Metro

Biker beatdown was 6-on-1 attack

One biker shattered the Range Rover’s window, then five or six more dragged the driver out, pummeling his head and body with fists, boots and helmets.

A week after a rampaging motorcycle gang’s stunning caught-on-video attack on an Internet exec and his family, Manhattan prosecutors have released the first blow-by-blow account based on newly-surfaced cell phone camera footage and photos.

As many as six bikers preyed on victim dad Alexian Lien, kicking him in the head even as he tried to crawl to safety, prosecutors said as the first of the accused fist-swingers, Robert Sims, 35, of Brooklyn, was arraigned in Manhattan Criminal Court Saturday night on charges of gang assault and felony assault.

Sims was identified on video and photographs by his distinctive black leather jacket, grey backpack, his helmet, which featured the number, “78,” and his grey and white sneakers — which prosecutors say Sims used to kick the cowering dad’s head and body.

“The defendant is clearly seen stomping on [Lien’s] head,” assistant district attorney Joshua Steinglass told Manhattan Criminal Court Judge Diana Boyar, who set a whopping $100,000 cash bail.

Source information =>
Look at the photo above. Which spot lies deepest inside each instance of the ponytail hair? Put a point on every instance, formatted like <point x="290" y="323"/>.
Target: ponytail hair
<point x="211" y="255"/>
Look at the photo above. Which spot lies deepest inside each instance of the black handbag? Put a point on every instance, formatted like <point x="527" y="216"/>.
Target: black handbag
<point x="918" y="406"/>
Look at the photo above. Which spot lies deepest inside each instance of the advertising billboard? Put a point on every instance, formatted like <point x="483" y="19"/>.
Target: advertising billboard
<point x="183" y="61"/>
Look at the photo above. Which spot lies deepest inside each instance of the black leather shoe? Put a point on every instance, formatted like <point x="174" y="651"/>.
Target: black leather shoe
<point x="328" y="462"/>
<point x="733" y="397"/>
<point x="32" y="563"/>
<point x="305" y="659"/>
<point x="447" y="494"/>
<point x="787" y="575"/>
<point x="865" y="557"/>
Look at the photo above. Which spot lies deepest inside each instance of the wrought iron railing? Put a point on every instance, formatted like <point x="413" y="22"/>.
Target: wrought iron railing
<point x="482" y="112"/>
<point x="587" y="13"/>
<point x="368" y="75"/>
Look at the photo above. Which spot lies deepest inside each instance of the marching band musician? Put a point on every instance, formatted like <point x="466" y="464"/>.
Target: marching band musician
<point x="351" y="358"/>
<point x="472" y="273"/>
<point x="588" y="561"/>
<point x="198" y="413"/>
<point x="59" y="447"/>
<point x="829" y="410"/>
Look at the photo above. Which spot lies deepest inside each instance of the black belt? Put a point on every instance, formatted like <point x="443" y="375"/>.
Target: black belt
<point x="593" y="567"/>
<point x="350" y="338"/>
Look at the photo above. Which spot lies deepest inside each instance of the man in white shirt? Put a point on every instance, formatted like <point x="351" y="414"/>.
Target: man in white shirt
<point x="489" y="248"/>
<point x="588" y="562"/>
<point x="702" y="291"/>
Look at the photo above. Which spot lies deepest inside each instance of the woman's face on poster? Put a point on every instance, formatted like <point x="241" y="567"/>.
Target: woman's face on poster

What you will do =>
A. Using the biker attack article, decide whether each statement below agrees with it. Answer yes or no for each, and quote the words of the article that decide it.
(i) Robert Sims was arraigned in Manhattan Criminal Court on Saturday night.
(ii) The judge set Sims's bail at $50,000.
(iii) Sims's helmet displayed the number 78.
B. According to the biker attack article, what charges did Robert Sims face at his arraignment?
C. The biker attack article says Sims was identified on video and photographs by several features of his clothing and gear. List every one of them.

Answers given =>
A.
(i) Yes: "was arraigned in Manhattan Criminal Court Saturday night"
(ii) No: "set a whopping $100,000 cash bail"
(iii) Yes: "his helmet, which featured the number, “78,”"

B. Gang assault and felony assault.

C.
- His distinctive black leather jacket
- His grey backpack
- His helmet, which featured the number "78"
- His grey and white sneakers